◆ **EXTRACTED TEXT**
Wednesday, 18 January 2017

Spliterator in Java

Spliterators, like iterators, are for traversing the elements of a source. The source of elements covered by a Spliterator could be, for example, an array, a Collection, an IO channel, or a generator function.

As the name suggests, spliterator can split the source and iterate the splitted parts in parallel. That way a huge data source can be divided into small sized units that can be traversed and processed parallely.

Spliterator interface

Spliterator is a generic interface in Java defined as -

Interface Spliterator<T>

Where T is the type of elements returned by this Spliterator.

Spliterator methods

Though spliterator will increase performance by traversing the collection in parallel but you can also use spliterator even if you are not using parallel execution.

If you use iterator you have to use two methods hasNext() to ensure that there is next element and then next() method to use that element. Spliterator provides methods that combines these two methods into one and making it more convenient to use.

Some of the frequently used methods of Spliterator are -

  • tryAdvance() - If a remaining element exists, performs the given action on it, returning true; else returns false. Its form is -
    tryAdvance(Consumer<? super T> action)
    
    Here action is an instance of Consumer, which is a functional interface, it specifies the function that has to be applied on the next element while traversing the collection (or any other source).

◆ **EXCERPTED DATA**
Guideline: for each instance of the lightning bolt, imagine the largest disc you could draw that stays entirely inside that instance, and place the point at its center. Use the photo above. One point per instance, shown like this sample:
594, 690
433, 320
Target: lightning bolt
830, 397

◆ **WHAT IS ASKED**
**a)** Reproduce the whole Java Spliterator text above, word for word, from the date line through the final sentence.
**b)** Recast every line of the entries above as a JSON list of strings, with one string per line and no blank lines.

◆ **SOLUTIONS BELOW**
**a)**
Wednesday, 18 January 2017

Spliterator in Java

Spliterators, like iterators, are for traversing the elements of a source. The source of elements covered by a Spliterator could be, for example, an array, a Collection, an IO channel, or a generator function.

As the name suggests, spliterator can split the source and iterate the splitted parts in parallel. That way a huge data source can be divided into small sized units that can be traversed and processed parallely.

Spliterator interface

Spliterator is a generic interface in Java defined as -

Interface Spliterator<T>

Where T is the type of elements returned by this Spliterator.

Spliterator methods

Though spliterator will increase performance by traversing the collection in parallel but you can also use spliterator even if you are not using parallel execution.

If you use iterator you have to use two methods hasNext() to ensure that there is next element and then next() method to use that element. Spliterator provides methods that combines these two methods into one and making it more convenient to use.

Some of the frequently used methods of Spliterator are -

  • tryAdvance() - If a remaining element exists, performs the given action on it, returning true; else returns false. Its form is -
    tryAdvance(Consumer<? super T> action)
    
    Here action is an instance of Consumer, which is a functional interface, it specifies the function that has to be applied on the next element while traversing the collection (or any other source).

**b)**
[
  "Guideline: for each instance of the lightning bolt, imagine the largest disc you could draw that stays entirely inside that instance, and place the point at its center. Use the photo above. One point per instance, shown like this sample:",
  "594, 690",
  "433, 320",
  "Target: lightning bolt",
  "830, 397"
]